* BEGIN Provided records *

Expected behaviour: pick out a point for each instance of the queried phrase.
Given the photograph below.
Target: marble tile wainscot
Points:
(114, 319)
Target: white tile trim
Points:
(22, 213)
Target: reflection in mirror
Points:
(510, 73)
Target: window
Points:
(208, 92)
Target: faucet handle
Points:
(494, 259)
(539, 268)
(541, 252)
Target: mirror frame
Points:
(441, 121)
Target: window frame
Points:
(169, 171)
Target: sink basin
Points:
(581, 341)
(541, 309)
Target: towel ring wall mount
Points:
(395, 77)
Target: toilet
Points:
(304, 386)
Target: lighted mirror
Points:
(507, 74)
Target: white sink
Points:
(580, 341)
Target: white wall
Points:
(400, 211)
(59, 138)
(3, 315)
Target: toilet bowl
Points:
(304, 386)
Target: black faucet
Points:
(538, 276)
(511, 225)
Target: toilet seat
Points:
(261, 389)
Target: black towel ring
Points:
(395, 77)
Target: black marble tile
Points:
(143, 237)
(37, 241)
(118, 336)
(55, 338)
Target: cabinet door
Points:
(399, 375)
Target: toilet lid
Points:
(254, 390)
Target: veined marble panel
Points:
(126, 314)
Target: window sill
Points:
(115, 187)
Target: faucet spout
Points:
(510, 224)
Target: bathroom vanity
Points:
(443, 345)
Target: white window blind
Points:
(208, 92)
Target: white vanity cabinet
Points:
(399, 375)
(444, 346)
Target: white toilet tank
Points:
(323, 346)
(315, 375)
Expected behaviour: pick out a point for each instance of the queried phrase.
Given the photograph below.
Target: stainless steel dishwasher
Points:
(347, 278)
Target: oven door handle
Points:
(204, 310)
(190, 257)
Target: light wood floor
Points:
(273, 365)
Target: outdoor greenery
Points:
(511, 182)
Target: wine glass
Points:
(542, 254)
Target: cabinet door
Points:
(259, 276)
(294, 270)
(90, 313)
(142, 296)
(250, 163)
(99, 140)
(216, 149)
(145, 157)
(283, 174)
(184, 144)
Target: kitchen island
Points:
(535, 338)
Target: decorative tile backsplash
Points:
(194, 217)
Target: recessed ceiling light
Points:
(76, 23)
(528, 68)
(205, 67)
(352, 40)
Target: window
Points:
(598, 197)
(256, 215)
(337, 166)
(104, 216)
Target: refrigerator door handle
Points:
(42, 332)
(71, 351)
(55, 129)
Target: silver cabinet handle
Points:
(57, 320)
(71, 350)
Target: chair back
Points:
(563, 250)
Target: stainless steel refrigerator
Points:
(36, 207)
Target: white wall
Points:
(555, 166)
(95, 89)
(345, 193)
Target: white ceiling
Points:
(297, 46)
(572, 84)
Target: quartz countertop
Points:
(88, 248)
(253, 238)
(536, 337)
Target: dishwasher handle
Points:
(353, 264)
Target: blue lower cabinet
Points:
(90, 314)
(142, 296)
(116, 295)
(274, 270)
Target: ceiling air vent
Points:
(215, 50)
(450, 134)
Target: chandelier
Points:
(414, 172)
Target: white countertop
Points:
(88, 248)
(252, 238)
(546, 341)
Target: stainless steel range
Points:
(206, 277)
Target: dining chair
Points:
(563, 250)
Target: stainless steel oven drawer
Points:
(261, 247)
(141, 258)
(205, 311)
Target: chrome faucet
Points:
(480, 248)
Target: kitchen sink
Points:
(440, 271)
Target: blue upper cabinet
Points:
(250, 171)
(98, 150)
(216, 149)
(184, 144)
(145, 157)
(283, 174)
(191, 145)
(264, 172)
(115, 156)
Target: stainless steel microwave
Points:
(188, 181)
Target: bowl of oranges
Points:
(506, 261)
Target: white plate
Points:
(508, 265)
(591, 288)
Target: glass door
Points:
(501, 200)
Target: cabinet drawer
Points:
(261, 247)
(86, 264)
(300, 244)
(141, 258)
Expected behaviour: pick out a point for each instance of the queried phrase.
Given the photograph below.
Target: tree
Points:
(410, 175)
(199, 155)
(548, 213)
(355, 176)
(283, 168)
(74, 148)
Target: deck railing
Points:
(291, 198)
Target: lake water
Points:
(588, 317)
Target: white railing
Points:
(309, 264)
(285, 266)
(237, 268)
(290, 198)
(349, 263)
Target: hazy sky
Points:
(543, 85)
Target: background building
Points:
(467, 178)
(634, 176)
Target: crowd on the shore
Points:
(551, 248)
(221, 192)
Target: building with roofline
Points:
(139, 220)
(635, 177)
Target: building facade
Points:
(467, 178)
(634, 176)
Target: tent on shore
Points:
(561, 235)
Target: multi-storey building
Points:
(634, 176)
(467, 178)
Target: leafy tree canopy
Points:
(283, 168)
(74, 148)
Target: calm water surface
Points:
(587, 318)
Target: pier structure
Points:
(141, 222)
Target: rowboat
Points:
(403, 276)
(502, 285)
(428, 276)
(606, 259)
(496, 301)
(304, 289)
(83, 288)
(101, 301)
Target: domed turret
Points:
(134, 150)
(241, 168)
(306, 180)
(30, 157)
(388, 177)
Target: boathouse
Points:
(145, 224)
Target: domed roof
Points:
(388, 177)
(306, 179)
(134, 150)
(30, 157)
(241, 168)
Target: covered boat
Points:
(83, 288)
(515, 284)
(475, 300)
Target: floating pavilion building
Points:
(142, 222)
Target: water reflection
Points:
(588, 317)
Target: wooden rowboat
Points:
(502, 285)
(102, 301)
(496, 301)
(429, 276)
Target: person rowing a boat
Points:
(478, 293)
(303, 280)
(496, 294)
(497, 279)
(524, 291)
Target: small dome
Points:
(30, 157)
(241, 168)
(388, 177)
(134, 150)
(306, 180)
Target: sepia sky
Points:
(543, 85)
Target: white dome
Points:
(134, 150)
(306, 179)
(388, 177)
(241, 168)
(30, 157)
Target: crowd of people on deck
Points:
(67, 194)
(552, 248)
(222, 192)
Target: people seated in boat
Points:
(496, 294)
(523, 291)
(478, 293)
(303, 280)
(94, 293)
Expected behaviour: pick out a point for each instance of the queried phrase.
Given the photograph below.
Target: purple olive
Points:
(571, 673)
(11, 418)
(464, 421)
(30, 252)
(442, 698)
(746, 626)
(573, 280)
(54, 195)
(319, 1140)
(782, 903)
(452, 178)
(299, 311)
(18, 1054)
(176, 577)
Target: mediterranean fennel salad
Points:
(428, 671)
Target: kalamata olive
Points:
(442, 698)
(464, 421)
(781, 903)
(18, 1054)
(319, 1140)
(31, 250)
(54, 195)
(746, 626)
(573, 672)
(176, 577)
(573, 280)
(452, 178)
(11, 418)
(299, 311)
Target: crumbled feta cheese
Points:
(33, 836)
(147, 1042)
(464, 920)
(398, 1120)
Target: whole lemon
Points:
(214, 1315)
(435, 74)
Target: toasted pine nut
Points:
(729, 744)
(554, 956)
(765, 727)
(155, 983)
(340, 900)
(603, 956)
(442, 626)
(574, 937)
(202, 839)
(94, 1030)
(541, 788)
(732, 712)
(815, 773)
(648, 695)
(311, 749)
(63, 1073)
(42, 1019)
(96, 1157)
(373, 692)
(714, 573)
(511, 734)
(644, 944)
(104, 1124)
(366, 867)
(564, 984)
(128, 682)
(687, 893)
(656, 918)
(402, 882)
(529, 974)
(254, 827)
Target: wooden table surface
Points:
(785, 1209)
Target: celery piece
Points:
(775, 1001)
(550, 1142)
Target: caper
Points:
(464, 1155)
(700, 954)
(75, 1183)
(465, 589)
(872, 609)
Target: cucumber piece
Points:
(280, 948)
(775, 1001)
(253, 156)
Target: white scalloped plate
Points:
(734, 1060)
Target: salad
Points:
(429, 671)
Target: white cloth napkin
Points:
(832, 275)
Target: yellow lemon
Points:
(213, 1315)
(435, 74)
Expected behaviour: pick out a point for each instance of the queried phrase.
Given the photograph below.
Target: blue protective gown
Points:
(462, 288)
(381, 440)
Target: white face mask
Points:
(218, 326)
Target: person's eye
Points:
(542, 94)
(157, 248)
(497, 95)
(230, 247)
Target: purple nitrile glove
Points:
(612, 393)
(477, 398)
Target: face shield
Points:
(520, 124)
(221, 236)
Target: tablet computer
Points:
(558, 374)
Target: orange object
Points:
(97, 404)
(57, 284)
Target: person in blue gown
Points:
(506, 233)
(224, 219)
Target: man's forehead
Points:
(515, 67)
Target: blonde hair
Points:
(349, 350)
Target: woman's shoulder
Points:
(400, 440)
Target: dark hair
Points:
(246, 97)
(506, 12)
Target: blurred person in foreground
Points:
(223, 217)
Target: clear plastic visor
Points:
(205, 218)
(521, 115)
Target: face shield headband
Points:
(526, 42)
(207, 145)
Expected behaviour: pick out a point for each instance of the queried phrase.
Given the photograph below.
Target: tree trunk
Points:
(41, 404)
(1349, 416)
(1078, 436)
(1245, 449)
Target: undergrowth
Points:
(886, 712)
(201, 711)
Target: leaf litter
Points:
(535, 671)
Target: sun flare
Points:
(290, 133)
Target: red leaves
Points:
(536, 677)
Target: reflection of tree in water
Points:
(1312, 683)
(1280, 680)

* END Provided records *

### Task brief
Only those lines running from the one containing "Target: wooden table surface" through the last line of the data above are to be copied, exactly, with both ends included.

### Exercise solution
Target: wooden table surface
Points:
(785, 1209)
Target: celery piece
Points:
(775, 1001)
(550, 1142)
Target: caper
Points:
(464, 1155)
(700, 954)
(75, 1183)
(465, 589)
(872, 609)
Target: cucumber piece
Points:
(280, 948)
(775, 1001)
(253, 156)
Target: white scalloped plate
Points:
(734, 1060)
Target: salad
Points:
(429, 671)
Target: white cloth napkin
Points:
(832, 275)
Target: yellow lemon
Points:
(213, 1315)
(435, 74)
Expected behaviour: pick out a point for each instance of the queried phrase.
Given the photograph below.
Target: blue protective gown
Points:
(462, 288)
(381, 440)
Target: white face mask
Points:
(218, 326)
Target: person's eye
Points:
(542, 94)
(157, 248)
(497, 95)
(230, 247)
Target: purple nitrile glove
Points:
(612, 393)
(477, 398)
Target: face shield
Points:
(520, 124)
(221, 236)
Target: tablet computer
Points:
(558, 374)
Target: orange object
Points:
(97, 404)
(57, 284)
Target: person in blue gown
Points:
(506, 233)
(224, 219)
Target: man's forehead
Points:
(515, 67)
Target: blonde hair
Points:
(349, 350)
Target: woman's shoulder
Points:
(400, 440)
Target: dark hair
Points:
(246, 97)
(506, 12)
Target: blurred person in foreground
Points:
(223, 217)
Target: clear plastic visor
Points:
(205, 218)
(521, 115)
Target: face shield headband
Points:
(526, 42)
(207, 145)
Expected behaviour: pick out a point for each instance of the queried phrase.
Given the photograph below.
Target: tree trunk
Points:
(41, 404)
(1349, 416)
(1078, 436)
(1245, 449)
Target: undergrowth
Points:
(886, 712)
(201, 711)
Target: leaf litter
Points:
(535, 671)
Target: sun flare
Points:
(290, 133)
Target: red leaves
Points:
(536, 677)
Target: reflection of tree in water
Points:
(1312, 683)
(1280, 680)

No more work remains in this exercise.